Why is blood transfusion or blood donation necessary?
According to experts, blood donation is necessary because it is not all anaemic conditions that can be managed with blood enhancing drugs. In other words, some conditions require blood transfusion for the life of the patient to be saved.
Despite advances in medicine and scientific technology, one thing that has not been successfully created artificially is blood.
Being a natural “product” in the human body, blood is composed of red or white cells, proteins and a fluid called plasma; in which these cells and constituents are suspended.
These constituents are produced by the body in response to chemical messages, from mainly the kidneys and the bone marrow.
Tomorrow, Nigeria and the world will celebrate World Blood Donor Day. The day is marked every June 14 since 2014. World Blood Donor Day was created by World Health Organisation (WHO), as one of the eight global initiatives started by the agency.
WHO also decided to create World Blood Donor Day as a way to acknowledge the contributions of Prof Karl Landsteiner (Prof of Pathological Immunologist and Nobel prize winner) for his great discovery of the ABO blood group system.
This year’s global event will be celebrated in Kigali, Rwanda and the theme of this event is ‘Blood Donation and Universal Access to Safe Blood Transfusion, As a Component of Achieving Universal Health Coverage’.
WHO has developed the slogan “ Safe Blood for All” to raise awareness of the universal need for safe blood in delivery of health care and the crucial roles voluntary donations play in achieving the goal of universal health coverage.
This year’s theme encourages more people all over the world to become blood donors and donate blood regularly.
Also, the theme is a call to action to all governments national health authorities and national blood services to provide adequate resources and put in place systems and infrastructures to increase collection of blood from voluntary, regular unpaid donor; to provide quality donor care; to promote and implement appropriate clinical use of blood and to set up systems for the oversight and surveillance in the chain of blood transfusion.

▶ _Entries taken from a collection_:

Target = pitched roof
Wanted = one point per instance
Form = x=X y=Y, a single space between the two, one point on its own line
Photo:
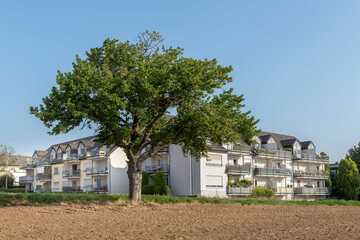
x=282 y=140
x=15 y=160
x=305 y=144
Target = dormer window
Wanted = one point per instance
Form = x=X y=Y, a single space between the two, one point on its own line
x=81 y=150
x=68 y=152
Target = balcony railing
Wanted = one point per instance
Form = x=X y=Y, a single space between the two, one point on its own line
x=271 y=172
x=238 y=169
x=71 y=174
x=239 y=190
x=311 y=191
x=100 y=189
x=317 y=175
x=97 y=171
x=43 y=176
x=265 y=154
x=26 y=179
x=156 y=168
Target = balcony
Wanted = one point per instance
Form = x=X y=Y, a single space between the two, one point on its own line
x=272 y=172
x=100 y=189
x=43 y=177
x=311 y=175
x=238 y=169
x=72 y=189
x=267 y=154
x=311 y=157
x=239 y=190
x=311 y=191
x=71 y=174
x=156 y=168
x=26 y=179
x=97 y=171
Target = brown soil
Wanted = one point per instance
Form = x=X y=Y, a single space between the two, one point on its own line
x=182 y=221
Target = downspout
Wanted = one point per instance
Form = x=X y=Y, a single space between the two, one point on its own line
x=191 y=188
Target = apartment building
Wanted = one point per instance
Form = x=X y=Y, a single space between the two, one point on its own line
x=13 y=165
x=283 y=163
x=290 y=167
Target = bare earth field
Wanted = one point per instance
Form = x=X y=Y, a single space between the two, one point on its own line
x=180 y=221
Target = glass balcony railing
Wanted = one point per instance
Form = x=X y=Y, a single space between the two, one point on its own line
x=238 y=169
x=272 y=172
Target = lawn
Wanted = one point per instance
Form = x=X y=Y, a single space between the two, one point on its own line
x=13 y=199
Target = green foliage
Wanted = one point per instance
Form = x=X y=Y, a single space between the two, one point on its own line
x=245 y=183
x=145 y=94
x=354 y=154
x=6 y=177
x=145 y=179
x=241 y=183
x=28 y=199
x=262 y=192
x=347 y=182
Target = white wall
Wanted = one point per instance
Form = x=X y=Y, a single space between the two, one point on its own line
x=180 y=172
x=118 y=179
x=213 y=179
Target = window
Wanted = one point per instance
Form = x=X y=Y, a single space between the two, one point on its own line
x=52 y=155
x=214 y=181
x=59 y=154
x=81 y=150
x=214 y=160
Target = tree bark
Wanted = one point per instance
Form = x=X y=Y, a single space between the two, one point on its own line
x=135 y=182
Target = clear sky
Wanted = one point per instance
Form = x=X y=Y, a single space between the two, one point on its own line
x=296 y=62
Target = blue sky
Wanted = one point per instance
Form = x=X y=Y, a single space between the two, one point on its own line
x=296 y=62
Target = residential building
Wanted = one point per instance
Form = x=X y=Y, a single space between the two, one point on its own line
x=290 y=167
x=13 y=165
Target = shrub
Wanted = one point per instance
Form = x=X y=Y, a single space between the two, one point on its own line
x=10 y=180
x=262 y=192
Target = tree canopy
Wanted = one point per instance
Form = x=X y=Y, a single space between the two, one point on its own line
x=354 y=154
x=143 y=96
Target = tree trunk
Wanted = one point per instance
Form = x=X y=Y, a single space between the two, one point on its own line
x=135 y=181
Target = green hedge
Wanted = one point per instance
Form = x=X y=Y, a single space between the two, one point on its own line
x=262 y=192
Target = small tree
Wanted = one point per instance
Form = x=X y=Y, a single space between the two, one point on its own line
x=354 y=154
x=347 y=181
x=144 y=96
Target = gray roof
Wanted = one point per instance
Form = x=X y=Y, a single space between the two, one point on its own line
x=305 y=144
x=14 y=160
x=282 y=140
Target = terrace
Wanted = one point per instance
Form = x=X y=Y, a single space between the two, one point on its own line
x=272 y=172
x=311 y=191
x=238 y=169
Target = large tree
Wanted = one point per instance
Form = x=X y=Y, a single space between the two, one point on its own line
x=347 y=181
x=142 y=96
x=5 y=154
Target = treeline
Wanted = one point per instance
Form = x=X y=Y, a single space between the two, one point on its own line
x=346 y=180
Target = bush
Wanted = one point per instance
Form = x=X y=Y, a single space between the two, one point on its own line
x=10 y=180
x=262 y=192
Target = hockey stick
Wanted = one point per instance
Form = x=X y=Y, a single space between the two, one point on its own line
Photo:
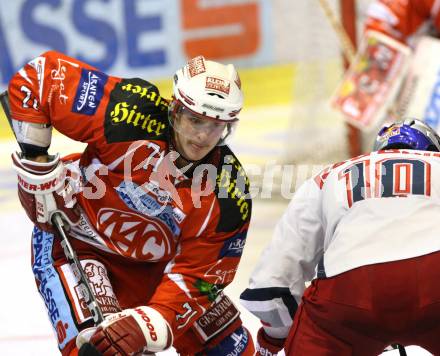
x=346 y=43
x=69 y=252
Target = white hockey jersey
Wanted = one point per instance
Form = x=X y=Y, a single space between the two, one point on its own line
x=379 y=207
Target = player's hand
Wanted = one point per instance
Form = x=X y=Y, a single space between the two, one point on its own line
x=44 y=190
x=129 y=332
x=266 y=345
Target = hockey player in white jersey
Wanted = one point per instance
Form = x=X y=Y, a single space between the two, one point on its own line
x=366 y=231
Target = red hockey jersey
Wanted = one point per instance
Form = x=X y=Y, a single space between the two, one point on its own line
x=134 y=201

▶ _Task item 1_: Write out the stretch of the blood donation article from "Tomorrow, Nigeria and" through "by the agency.", word for word.
▶ _Task item 2_:
Answer these questions from the blood donation article:
(a) On what date is World Blood Donor Day marked each year?
(b) In which city will this year's global event be celebrated?
(c) What slogan has WHO developed for the day?
▶ _Task item 3_: Write the next part of the blood donation article, picking up after its final sentence.

▶ _Exercise response 1_:
Tomorrow, Nigeria and the world will celebrate World Blood Donor Day. The day is marked every June 14 since 2014. World Blood Donor Day was created by World Health Organisation (WHO), as one of the eight global initiatives started by the agency.

▶ _Exercise response 2_:
(a) June 14
(b) Kigali, Rwanda
(c) "Safe Blood for All"

▶ _Exercise response 3_:
The transfusion of blood products save lives every year. Blood and blood products are essential components in the proper management of women suffering from bleeding associated with pregnancy and child birth; children suffering from anaemia due to malaria and nutrition; patients with blood bone marrow disorders, inherited disorders of haemoglobin and immune deficiency conditions.
The need for blood and blood products is universal. There is a difference in the level of access to safe blood and blood products across and within countries.
In many countries, blood services face additional challenges of making sufficient blood and blood products available, while also ensuring its quality safety.
Speaking on the importance of blood donation, a medical practitioner Dr Eby Nze, noted that blood donation is very important because it helps to maintain adequate blood supplies to the blood bank
She said not all medical conditions needed blood transfusion but in some cases, such as very low anaemia, during surgery where there is excessive loss of blood, sever loss in child birth or operations.
The medical practitioner said the benefits of donating blood varies and these include; reducing risk of cancer, reducing risk of liver damage, Haemochromatosis (those that have too much blood).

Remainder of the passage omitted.